Testo fornito:
Si parla, a proposito del virus Covid 19, del problema sanitario che è senz’altro gravissimo e richiede provvedimenti di una priorità assoluta.
Si parla molto poi del problema economico collegato alla situazione di emergenza, gravissimo anche questo.
Si parla poco, anzi non si parla affatto, del problema sociale legato al lungo periodo di chiusura delle scuole: quanto peserà nei percorsi formativi della generazione dei nostri figli il buco di istruzione che stanno loro malgrado vivendo?
Una cosa è certa: il conto sarà diverso a seconda della famiglia in cui il bambino vive.
In una scuola che già ha difficoltà a colmare il divario legato alle diverse situazioni di partenza dei suoi alunni, per l’emergenza coronavirus chi già vive in una condizione di fragilità e disagio rischia di essere ulteriormente penalizzato dalla chiusura delle scuole.

Dati di puntamento sulle regioni:
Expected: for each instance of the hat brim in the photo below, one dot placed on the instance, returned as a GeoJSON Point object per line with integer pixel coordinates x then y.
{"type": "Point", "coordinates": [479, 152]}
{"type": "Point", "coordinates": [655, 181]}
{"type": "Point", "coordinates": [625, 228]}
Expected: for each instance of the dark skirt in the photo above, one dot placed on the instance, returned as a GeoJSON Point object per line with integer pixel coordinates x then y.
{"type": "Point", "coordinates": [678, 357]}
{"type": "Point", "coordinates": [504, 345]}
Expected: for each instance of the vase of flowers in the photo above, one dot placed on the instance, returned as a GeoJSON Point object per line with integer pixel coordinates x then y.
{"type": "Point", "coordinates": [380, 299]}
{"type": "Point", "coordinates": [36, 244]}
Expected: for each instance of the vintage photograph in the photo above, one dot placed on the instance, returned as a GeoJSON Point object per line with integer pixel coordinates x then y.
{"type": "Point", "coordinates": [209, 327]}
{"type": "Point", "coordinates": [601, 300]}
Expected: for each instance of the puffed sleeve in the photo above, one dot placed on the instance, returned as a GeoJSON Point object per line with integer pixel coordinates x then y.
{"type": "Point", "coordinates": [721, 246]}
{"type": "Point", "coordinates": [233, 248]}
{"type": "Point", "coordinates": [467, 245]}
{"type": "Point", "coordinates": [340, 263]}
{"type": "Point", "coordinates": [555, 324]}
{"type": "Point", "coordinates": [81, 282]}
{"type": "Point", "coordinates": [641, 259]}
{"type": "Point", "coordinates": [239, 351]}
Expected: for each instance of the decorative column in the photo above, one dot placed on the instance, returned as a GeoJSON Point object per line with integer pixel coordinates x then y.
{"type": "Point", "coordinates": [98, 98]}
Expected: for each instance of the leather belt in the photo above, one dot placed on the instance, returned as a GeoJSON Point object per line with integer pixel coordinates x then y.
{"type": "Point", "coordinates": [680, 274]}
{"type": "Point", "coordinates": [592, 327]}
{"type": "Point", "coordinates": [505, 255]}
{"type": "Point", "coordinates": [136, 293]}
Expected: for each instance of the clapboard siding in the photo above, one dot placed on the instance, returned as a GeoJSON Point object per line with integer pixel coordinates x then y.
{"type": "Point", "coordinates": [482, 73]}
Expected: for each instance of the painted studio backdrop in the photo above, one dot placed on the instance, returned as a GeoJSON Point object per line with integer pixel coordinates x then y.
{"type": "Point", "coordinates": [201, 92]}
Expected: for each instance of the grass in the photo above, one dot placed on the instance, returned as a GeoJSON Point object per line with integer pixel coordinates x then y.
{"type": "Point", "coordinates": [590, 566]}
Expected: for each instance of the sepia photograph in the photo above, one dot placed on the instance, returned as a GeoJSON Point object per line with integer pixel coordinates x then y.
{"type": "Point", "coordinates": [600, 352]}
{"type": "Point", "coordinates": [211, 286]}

Compito A: Nel testo sulla chiusura delle scuole per il Covid 19, da che cosa dipende il conto che i bambini pagheranno?
Compito B: Trascrivi dal testo sulla chiusura delle scuole il tratto che va da "Si parla, a" fino a "loro malgrado vivendo?".
Compito C: Riprendi il testo sulla chiusura delle scuole per il Covid 19 e proseguilo dopo l'ultima frase.

Risposta A: Dalla famiglia in cui il bambino vive.

Risposta B:
Si parla, a proposito del virus Covid 19, del problema sanitario che è senz’altro gravissimo e richiede provvedimenti di una priorità assoluta.
Si parla molto poi del problema economico collegato alla situazione di emergenza, gravissimo anche questo.
Si parla poco, anzi non si parla affatto, del problema sociale legato al lungo periodo di chiusura delle scuole: quanto peserà nei percorsi formativi della generazione dei nostri figli il buco di istruzione che stanno loro malgrado vivendo?

Risposta C:
Si parla tanto di didattica online: benissimo.
Ma gli alunni con bisogni educativi speciali, con disabilità o disturbi di apprendimento(DSA), o nati da genitori stranieri che non parlano bene la lingua e non hanno le possibilità di dare aiuto nei compiti, oppure alunni nati in famiglie che non hanno la dotazione tecnologica richiesta dalla didattica on-line messa in campo in queste settimane sono fortemente penalizzati.
Un altro problema è quello degli studenti con difficoltà che hanno un PEI (Piano Educativo Individualizzato): si tratta di bambini e ragazzi che necessitano di una vicinanza didattica e umana, di supporto costante, comprensione, sostegno e accudimento.
Essi si trovano a casa con mamma e papà come unico improvvisato supporto didattico: mamma e papà che spesso con tutta la loro buona volontà non sono in grado di aiutare. Questi studenti non hanno bisogno solo di “fare i compiti”: la scuola per loro ha una funzione insostituibile, garantisce non solo supporto didattico ma educativo e umano. Per loro,ma per tutti gli studenti (discorso a parte per l’Università) con la chiusura delle scuole dovuta al coronavirus viene a mancare la vicinanza con insegnanti e compagni, la condivisione, l’inclusione, i rapporti umani.
Cosa fare?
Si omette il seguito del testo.